Given data.
------------------------------------------------------------------------

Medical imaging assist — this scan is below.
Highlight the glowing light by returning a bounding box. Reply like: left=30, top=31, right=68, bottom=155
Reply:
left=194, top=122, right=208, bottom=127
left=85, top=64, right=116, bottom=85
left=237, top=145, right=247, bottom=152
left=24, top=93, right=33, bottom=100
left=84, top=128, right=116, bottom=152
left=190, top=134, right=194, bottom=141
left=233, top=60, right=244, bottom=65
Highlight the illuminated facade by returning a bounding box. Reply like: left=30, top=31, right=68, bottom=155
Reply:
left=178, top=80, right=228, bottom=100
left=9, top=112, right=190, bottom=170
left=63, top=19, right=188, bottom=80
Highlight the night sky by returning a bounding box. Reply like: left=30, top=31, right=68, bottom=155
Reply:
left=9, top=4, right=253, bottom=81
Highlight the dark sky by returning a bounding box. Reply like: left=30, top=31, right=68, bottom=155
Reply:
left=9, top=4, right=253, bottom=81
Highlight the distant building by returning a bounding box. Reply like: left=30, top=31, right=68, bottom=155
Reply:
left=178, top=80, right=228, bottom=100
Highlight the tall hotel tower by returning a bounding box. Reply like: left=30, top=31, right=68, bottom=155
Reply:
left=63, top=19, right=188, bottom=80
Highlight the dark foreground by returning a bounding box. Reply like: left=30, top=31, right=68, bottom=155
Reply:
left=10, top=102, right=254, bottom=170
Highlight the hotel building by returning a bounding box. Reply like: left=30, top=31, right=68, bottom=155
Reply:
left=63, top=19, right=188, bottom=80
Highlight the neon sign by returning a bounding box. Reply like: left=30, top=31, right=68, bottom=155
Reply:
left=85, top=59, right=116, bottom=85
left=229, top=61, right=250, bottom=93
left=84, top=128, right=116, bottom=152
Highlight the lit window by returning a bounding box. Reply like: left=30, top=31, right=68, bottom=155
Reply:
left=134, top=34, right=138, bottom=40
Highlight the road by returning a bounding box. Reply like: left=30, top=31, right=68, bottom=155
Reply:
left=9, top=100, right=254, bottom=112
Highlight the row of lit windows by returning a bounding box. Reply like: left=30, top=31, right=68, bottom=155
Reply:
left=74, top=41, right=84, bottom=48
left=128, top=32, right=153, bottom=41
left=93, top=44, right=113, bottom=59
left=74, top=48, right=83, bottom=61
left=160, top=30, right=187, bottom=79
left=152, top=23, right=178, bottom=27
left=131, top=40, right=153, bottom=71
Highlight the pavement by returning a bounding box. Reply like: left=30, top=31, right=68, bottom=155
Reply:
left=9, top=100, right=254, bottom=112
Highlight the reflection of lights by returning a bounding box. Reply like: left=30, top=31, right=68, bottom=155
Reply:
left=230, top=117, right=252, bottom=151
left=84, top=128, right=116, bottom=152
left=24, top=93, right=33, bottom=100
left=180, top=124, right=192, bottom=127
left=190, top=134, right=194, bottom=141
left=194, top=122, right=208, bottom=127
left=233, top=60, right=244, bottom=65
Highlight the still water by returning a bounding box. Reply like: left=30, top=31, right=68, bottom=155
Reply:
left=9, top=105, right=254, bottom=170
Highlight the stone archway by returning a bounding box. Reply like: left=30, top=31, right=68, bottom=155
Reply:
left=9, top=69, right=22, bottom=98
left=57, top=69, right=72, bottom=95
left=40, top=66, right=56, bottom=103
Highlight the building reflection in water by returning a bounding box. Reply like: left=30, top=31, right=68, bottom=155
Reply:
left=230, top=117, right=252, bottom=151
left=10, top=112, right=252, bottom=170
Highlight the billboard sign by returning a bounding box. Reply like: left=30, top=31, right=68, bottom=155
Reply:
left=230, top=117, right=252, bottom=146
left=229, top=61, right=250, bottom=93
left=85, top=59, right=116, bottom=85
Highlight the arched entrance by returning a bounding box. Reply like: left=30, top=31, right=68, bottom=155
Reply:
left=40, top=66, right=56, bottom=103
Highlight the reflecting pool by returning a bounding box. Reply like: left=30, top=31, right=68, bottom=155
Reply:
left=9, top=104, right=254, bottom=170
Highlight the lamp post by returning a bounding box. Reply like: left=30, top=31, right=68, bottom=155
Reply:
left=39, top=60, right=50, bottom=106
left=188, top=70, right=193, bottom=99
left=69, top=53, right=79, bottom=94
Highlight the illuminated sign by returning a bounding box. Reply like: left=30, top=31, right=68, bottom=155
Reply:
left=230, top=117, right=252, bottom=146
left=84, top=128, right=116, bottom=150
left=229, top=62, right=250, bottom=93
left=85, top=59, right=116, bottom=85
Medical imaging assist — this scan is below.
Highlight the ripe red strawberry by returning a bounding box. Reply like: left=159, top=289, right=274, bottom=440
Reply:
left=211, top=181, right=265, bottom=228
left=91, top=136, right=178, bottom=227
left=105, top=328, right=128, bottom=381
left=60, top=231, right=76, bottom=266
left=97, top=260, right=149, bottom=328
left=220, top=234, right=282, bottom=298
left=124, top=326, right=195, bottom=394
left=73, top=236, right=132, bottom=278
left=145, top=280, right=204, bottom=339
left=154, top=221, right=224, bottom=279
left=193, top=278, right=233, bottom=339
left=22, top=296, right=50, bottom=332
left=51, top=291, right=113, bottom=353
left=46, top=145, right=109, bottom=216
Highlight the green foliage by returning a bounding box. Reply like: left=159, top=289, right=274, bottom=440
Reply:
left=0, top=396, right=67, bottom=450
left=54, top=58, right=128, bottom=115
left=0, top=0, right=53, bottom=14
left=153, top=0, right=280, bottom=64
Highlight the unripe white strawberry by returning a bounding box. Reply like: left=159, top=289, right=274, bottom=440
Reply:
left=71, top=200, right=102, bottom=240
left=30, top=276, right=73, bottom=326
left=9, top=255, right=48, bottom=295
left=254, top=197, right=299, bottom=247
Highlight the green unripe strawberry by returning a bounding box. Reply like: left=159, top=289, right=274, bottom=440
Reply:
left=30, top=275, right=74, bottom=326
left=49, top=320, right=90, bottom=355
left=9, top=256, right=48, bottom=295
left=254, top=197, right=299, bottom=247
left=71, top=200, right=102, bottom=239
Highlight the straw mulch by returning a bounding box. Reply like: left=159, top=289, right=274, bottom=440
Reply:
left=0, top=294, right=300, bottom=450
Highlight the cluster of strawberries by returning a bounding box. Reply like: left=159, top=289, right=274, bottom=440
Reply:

------------------------------------------------------------------------

Written task. Reproduce all of the lines above verbatim, from first to last.

Answer to the problem.
Medical imaging assist — this scan is below.
Highlight the glowing light by returning a bounding box. Reply like: left=30, top=31, right=68, bottom=155
Reply:
left=194, top=122, right=208, bottom=127
left=85, top=64, right=116, bottom=85
left=237, top=145, right=247, bottom=152
left=24, top=93, right=33, bottom=100
left=84, top=128, right=116, bottom=152
left=190, top=134, right=194, bottom=141
left=233, top=60, right=244, bottom=65
Highlight the illuminated facade by returning a bounding box. Reply like: left=30, top=31, right=68, bottom=155
Reply:
left=178, top=80, right=228, bottom=100
left=9, top=112, right=190, bottom=170
left=63, top=19, right=188, bottom=80
Highlight the night sky by returning a bounding box. Reply like: left=30, top=31, right=68, bottom=155
Reply:
left=9, top=4, right=253, bottom=81
Highlight the dark sky by returning a bounding box. Reply like: left=30, top=31, right=68, bottom=155
Reply:
left=9, top=4, right=253, bottom=81
Highlight the distant building by returning a bounding box. Reply like: left=30, top=31, right=68, bottom=155
Reply:
left=178, top=80, right=228, bottom=100
Highlight the tall hotel tower by returning a bounding box. Reply like: left=30, top=31, right=68, bottom=155
Reply:
left=63, top=19, right=188, bottom=80
Highlight the dark foreground by returning a bounding box. Reply like: left=30, top=31, right=68, bottom=155
Reply:
left=10, top=102, right=254, bottom=170
Highlight the hotel building by returning a bounding box. Reply like: left=30, top=31, right=68, bottom=155
Reply:
left=63, top=19, right=188, bottom=80
Highlight the neon sign by returning a bounding box. Reply like: left=30, top=31, right=68, bottom=155
Reply:
left=85, top=59, right=116, bottom=85
left=229, top=61, right=250, bottom=93
left=84, top=128, right=116, bottom=152
Highlight the lit window by returning a bounding box. Reply like: left=30, top=31, right=68, bottom=155
Reply:
left=134, top=34, right=138, bottom=40
Highlight the road by returning a bounding box. Reply like: left=30, top=31, right=68, bottom=155
Reply:
left=9, top=100, right=254, bottom=112
Highlight the row of lit windows by returning a bounding box. Reply like: left=30, top=31, right=68, bottom=155
Reply:
left=74, top=41, right=84, bottom=48
left=128, top=32, right=153, bottom=41
left=93, top=44, right=113, bottom=59
left=74, top=48, right=83, bottom=61
left=160, top=30, right=187, bottom=79
left=152, top=23, right=178, bottom=27
left=131, top=40, right=153, bottom=71
Highlight the pavement by returning a bounding box. Reply like: left=30, top=31, right=68, bottom=155
Reply:
left=9, top=100, right=254, bottom=112
Highlight the reflection of lights by returning a bounding box. Reply like: left=30, top=31, right=68, bottom=155
Reply:
left=230, top=117, right=252, bottom=151
left=84, top=128, right=116, bottom=152
left=24, top=93, right=33, bottom=100
left=180, top=124, right=192, bottom=127
left=190, top=134, right=194, bottom=141
left=194, top=122, right=208, bottom=127
left=233, top=60, right=244, bottom=65
Highlight the still water by returning a bounding box. Reply like: left=30, top=31, right=68, bottom=155
Reply:
left=9, top=105, right=254, bottom=170
Highlight the stone archway by returning a bounding box. Reply like: left=30, top=31, right=68, bottom=155
Reply:
left=9, top=69, right=22, bottom=98
left=57, top=69, right=72, bottom=95
left=40, top=66, right=56, bottom=103
Highlight the building reflection in water by returning a bounding box. Reply like: left=30, top=31, right=68, bottom=155
Reply:
left=230, top=117, right=252, bottom=151
left=10, top=112, right=252, bottom=170
Highlight the billboard sign by returning a bounding box. Reply like: left=30, top=31, right=68, bottom=155
Reply:
left=230, top=117, right=252, bottom=146
left=229, top=61, right=250, bottom=93
left=85, top=59, right=116, bottom=85
Highlight the arched entrance by returning a bounding box. Reply like: left=30, top=31, right=68, bottom=155
Reply:
left=40, top=66, right=56, bottom=103
Highlight the reflecting pool by returning a bounding box. Reply like: left=30, top=31, right=68, bottom=155
Reply:
left=9, top=104, right=254, bottom=170
Highlight the lamp post by returning a bounding box. Reply like: left=30, top=31, right=68, bottom=155
Reply:
left=39, top=60, right=50, bottom=106
left=188, top=70, right=193, bottom=99
left=69, top=53, right=79, bottom=94
Highlight the illuminated sign by returning a bounding box. Reply like: left=30, top=31, right=68, bottom=155
Reply:
left=230, top=117, right=252, bottom=146
left=84, top=128, right=116, bottom=150
left=229, top=62, right=250, bottom=93
left=85, top=59, right=116, bottom=85
Medical imaging assist — this scan is below.
Highlight the ripe red strawberry by returning a bounding box. Reply like: left=159, top=289, right=274, bottom=440
Reply:
left=211, top=181, right=265, bottom=228
left=91, top=136, right=178, bottom=227
left=105, top=328, right=128, bottom=381
left=60, top=231, right=76, bottom=266
left=97, top=260, right=149, bottom=328
left=220, top=234, right=282, bottom=298
left=124, top=326, right=195, bottom=394
left=73, top=236, right=132, bottom=278
left=145, top=280, right=204, bottom=339
left=154, top=221, right=224, bottom=279
left=193, top=278, right=233, bottom=339
left=22, top=296, right=50, bottom=332
left=51, top=291, right=113, bottom=353
left=46, top=145, right=109, bottom=216
Highlight the green foliage by returning a bounding box. Reply like: left=159, top=289, right=274, bottom=440
Reply:
left=0, top=396, right=67, bottom=450
left=54, top=58, right=128, bottom=115
left=0, top=0, right=53, bottom=14
left=153, top=0, right=280, bottom=64
Highlight the unripe white strawberry by returning a bounding box. Reply like: left=159, top=289, right=274, bottom=440
Reply:
left=71, top=200, right=102, bottom=240
left=30, top=276, right=73, bottom=326
left=9, top=255, right=48, bottom=295
left=254, top=197, right=299, bottom=247
Highlight the green unripe strawberry by returning a bounding box. Reply like: left=159, top=289, right=274, bottom=440
Reply:
left=30, top=275, right=74, bottom=326
left=49, top=320, right=90, bottom=355
left=9, top=256, right=48, bottom=295
left=254, top=197, right=299, bottom=247
left=71, top=200, right=102, bottom=239
Highlight the straw mulch by returning a bounding box. Reply like: left=159, top=289, right=274, bottom=440
Reply:
left=0, top=294, right=300, bottom=450
Highlight the cluster of strawberries by returning a bounding box. Reply like: left=159, top=289, right=274, bottom=440
Reply:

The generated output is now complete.